Fast forward to October 23rd about 9 months after starting the process to change my name and gender and I finally, finally have something completely updated. I was elated about it. My very first thought was that it was now safer for me to be pulled over when driving.

Now that’s not something most people think, lol. Nor does the average person even think about it. But I ask that you all take a moment to consider. I am a woman, I present as a woman every single day. I wear dresses, heels, makeup and I feel that I do not look in any way masculine and yet for the longest time my drivers license stated M – I was constantly worried about making a mistake while driving and being pulled over, particularly in Nashville. I drove with the constant concern of being pulled over by a right wing, Christian conservative cop who would hate me because my license said M while I looked female. Its not a good thing to be worried about. And that’s what really annoys me about these conservatives up and down the country that don’t want us to have protections, or want us to be able to update our personal documentation – they do not consider our safety at all. Those morons that want us to use the incorrect restroom. They don’t care that they are setting us up for violent reactions. Those idiots that want to prevent us from updated personal information – they don’t care what they are putting us through on a daily basis. And then the people that are not affected by it either way, sometimes don’t seem to care enough to be concerned about our safety. We need protections in place for daily life, for work, for health and just to be treated equally. We don’t need people to make things harder for us, or for people to shrug their shoulders about how difficult things are.

But finally I now have one item that has my true identity on there. Despite the Trumpleton and the right wing brigade I have been able to correct things on one ID. My license now bears the name that I have chosen. The name that I think best represents who I am. And more importantly it finally contains the most important letter of all – that blessed F that I have been searching for my entire life. It does show one positive thing. Trumpleton might be able to reverse policies enacted by Obama, but he cannot reverse the attitude inspired by the Obama administration, for its government employees. So we have some hope.

(Saved data entries)
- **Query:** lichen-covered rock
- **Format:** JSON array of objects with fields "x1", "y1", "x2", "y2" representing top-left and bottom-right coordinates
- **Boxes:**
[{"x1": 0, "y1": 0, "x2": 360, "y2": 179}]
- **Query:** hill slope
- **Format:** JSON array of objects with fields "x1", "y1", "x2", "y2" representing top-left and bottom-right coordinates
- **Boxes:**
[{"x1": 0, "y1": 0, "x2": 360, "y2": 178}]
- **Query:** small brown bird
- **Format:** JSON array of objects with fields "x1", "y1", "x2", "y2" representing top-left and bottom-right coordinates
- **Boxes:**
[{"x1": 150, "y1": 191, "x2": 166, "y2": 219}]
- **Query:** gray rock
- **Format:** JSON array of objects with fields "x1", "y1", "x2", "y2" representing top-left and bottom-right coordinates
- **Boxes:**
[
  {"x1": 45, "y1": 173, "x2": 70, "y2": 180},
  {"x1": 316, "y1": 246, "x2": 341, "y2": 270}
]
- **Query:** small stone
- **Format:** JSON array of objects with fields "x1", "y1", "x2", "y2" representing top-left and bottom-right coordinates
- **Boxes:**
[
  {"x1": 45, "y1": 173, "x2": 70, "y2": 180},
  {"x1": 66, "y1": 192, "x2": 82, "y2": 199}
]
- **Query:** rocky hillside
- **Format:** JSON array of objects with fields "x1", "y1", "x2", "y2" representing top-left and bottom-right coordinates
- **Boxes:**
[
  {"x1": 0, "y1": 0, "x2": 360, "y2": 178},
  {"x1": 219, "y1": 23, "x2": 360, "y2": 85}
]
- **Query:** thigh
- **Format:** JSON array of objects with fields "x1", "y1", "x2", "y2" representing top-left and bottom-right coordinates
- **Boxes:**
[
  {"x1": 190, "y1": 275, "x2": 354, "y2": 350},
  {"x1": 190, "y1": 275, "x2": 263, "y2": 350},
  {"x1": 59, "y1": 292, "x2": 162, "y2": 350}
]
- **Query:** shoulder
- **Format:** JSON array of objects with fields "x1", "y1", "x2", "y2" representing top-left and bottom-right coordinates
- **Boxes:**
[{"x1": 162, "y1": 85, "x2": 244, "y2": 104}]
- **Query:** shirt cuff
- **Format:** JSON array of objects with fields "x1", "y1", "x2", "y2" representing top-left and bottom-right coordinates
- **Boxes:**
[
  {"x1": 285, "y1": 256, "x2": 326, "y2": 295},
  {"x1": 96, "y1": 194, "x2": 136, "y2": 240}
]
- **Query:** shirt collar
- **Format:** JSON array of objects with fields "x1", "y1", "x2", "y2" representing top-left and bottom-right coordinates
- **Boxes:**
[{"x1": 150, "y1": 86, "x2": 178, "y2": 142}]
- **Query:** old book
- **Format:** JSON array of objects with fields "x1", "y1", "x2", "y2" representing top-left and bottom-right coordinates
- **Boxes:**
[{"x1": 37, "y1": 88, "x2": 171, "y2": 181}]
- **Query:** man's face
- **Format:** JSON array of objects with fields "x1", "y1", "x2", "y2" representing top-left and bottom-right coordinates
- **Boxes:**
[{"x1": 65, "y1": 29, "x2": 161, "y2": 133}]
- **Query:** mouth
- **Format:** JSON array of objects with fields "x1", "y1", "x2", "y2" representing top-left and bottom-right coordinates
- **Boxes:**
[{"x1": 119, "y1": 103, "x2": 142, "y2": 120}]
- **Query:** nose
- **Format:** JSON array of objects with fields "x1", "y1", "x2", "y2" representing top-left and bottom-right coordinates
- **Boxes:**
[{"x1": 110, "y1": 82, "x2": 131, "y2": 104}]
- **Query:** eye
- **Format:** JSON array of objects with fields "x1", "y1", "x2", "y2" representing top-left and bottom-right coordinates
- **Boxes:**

#### Tasks and exercises:
• A. Render the stretch of the entries from the line containing "- **Query:** eye" through the end of the entries as a Markdown table with the columns Row and Entry line, omitting blank lines.
• B. Write the next part of the post about getting a driver's license updated with a new name and gender, picking up after its final sentence.
The text and these entries have nothing to do with each other.

#### Answers by task:
• A.
| Row | Entry line |
|---|---|
| 1 | - **Query:** eye |
| 2 | - **Format:** JSON array of objects with fields "x1", "y1", "x2", "y2" representing top-left and bottom-right coordinates |
| 3 | - **Boxes:** |

• B.
But there needs to be more. In some states, TN included, it is impossible to change, or correct your birth certificate. The most fundamental documentation you can have, the one you have to supply for almost everything from a passport to a marriage license and you are unable to change it. This is just wrong and is setting trans people of up for violent, hate filled reactions. I mean the birth certificate was drawn up when we were just born. At a time when no one could possibly conceive what the future would bring. Someone else chose the name and gender, possibly based upon what they saw in you and dreamt of for your future, but how could a parent, or doctor at that time possibly know what the future may bring. I say this for all people, not just Trans. I truly think that at some point, say 18 or 21, people should be able to take a look at their identity as it exists on their birth certificate and then they can determine if that still defines them. And if it doesn’t, then a correction should be issued. Oh I understand the need to maintain information and to know who began as what, but change should be encouraged if that identity is no longer relevant. The name and gender I was given at birth is not relevant for who I am today, so why should I need to keep it. Fortunately I will not, but so many others do not have that option. And is it really so much to ask that they be allowed to change documentation to match their identity?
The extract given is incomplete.